# Required work
Among the entries below, count the lines with "lawn" in them and state the total without comment.

# Supplied entries
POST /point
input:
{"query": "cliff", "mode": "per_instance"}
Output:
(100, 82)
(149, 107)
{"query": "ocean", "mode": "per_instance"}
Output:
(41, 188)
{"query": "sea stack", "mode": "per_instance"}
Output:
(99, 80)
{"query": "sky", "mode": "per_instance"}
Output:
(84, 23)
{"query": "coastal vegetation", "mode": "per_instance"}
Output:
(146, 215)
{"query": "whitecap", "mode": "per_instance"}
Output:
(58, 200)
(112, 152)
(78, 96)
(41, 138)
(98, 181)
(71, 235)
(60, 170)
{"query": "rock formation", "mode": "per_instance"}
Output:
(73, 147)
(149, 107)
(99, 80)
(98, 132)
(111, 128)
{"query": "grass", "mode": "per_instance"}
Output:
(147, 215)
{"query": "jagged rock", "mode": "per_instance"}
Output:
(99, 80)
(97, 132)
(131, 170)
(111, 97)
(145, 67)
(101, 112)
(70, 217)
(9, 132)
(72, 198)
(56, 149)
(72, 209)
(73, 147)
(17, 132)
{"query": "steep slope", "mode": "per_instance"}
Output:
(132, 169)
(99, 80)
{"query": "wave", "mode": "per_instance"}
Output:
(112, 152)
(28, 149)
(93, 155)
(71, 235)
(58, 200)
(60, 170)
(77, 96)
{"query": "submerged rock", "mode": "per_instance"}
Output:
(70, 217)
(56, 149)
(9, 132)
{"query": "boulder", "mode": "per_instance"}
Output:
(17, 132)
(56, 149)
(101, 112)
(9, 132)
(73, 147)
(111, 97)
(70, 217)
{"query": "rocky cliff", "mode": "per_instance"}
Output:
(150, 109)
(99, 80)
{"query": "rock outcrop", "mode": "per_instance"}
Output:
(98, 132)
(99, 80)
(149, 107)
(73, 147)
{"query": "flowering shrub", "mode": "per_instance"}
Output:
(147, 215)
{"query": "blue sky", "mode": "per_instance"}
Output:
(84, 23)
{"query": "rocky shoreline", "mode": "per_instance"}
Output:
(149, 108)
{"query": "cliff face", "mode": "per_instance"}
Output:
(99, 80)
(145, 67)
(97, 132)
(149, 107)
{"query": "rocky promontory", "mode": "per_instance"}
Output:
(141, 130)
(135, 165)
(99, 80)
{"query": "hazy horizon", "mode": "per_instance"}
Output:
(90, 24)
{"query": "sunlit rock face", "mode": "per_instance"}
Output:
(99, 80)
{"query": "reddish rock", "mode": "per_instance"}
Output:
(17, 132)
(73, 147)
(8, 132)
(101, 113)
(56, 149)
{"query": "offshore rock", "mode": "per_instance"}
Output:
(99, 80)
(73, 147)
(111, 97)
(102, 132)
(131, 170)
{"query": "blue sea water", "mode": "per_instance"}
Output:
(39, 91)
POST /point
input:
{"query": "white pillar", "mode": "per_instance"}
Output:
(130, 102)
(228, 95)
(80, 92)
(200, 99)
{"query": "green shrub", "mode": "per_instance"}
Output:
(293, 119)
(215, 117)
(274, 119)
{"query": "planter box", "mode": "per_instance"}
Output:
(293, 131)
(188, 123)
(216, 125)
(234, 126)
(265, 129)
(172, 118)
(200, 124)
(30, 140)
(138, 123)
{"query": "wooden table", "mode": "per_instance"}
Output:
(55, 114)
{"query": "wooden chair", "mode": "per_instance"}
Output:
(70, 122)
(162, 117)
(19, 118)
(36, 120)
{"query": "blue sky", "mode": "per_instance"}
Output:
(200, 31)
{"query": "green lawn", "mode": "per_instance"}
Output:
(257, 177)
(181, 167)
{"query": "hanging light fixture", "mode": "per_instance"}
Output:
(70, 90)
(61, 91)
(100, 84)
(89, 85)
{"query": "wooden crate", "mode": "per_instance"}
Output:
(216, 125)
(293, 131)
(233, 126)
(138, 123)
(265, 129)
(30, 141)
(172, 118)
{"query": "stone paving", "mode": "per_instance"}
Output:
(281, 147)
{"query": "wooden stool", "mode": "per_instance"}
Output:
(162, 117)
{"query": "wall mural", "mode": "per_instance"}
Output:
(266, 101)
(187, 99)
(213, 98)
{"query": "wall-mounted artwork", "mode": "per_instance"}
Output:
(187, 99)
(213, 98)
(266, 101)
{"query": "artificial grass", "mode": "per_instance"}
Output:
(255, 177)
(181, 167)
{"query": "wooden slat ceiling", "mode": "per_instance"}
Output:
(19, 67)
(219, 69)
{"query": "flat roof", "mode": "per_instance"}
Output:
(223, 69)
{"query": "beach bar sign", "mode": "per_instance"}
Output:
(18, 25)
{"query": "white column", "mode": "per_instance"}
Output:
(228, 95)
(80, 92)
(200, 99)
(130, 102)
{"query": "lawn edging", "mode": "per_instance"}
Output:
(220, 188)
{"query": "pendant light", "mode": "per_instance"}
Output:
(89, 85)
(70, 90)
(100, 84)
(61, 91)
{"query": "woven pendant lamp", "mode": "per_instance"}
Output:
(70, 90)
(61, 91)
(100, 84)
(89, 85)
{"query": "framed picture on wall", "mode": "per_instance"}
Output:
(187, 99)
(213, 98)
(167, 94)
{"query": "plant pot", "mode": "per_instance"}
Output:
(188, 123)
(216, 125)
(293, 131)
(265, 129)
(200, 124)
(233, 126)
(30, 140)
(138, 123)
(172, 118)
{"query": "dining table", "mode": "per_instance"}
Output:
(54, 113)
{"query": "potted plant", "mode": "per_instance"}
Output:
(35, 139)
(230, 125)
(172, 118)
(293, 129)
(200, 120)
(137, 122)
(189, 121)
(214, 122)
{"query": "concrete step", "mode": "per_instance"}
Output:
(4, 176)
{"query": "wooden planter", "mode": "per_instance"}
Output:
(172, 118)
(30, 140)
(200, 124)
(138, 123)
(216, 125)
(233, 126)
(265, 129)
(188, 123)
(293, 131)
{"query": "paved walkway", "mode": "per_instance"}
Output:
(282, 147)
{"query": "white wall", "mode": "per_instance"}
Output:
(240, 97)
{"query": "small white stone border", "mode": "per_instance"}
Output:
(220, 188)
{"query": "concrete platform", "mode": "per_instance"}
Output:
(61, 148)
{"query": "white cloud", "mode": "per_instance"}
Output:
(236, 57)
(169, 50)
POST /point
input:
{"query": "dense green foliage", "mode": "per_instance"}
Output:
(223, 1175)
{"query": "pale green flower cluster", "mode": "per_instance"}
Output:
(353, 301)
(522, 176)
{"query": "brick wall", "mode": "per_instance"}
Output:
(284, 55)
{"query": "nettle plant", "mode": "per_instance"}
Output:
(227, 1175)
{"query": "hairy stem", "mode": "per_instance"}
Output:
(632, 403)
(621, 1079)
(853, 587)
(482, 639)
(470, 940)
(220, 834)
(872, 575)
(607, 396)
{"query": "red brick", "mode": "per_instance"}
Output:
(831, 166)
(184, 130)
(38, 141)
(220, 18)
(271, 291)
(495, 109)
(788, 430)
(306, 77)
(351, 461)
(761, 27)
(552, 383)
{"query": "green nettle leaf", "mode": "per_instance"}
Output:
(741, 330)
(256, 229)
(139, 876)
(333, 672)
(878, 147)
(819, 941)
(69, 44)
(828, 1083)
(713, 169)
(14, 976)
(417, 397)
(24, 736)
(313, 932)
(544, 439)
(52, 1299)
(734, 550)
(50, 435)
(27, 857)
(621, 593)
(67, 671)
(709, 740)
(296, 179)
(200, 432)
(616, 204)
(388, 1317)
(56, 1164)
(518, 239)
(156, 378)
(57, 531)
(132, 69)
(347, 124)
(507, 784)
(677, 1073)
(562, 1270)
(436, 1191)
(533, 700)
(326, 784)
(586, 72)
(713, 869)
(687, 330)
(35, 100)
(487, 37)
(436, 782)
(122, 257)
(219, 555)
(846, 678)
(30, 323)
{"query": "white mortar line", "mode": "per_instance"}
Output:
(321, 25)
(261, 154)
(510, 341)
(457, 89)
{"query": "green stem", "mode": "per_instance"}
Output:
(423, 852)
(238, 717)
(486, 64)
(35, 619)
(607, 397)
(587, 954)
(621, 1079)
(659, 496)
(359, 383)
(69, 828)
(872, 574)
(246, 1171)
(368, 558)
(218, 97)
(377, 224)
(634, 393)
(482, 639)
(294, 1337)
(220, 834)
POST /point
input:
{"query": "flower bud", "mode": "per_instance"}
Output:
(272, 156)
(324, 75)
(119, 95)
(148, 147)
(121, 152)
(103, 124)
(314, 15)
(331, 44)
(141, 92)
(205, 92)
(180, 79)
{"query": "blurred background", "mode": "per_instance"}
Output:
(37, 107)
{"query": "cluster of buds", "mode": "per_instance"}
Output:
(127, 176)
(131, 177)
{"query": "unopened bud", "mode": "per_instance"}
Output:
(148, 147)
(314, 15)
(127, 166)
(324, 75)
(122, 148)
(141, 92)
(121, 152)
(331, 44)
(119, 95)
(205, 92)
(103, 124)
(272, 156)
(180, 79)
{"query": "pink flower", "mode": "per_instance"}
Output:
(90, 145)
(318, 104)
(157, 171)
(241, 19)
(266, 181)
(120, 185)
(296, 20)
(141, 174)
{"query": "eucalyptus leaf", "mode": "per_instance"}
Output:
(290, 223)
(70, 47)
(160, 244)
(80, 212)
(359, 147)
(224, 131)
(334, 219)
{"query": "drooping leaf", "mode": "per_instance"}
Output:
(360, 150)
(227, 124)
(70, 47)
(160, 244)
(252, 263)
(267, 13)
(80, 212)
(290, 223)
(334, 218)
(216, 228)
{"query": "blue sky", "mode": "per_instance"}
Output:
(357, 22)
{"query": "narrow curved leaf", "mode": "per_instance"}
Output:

# Task solution
2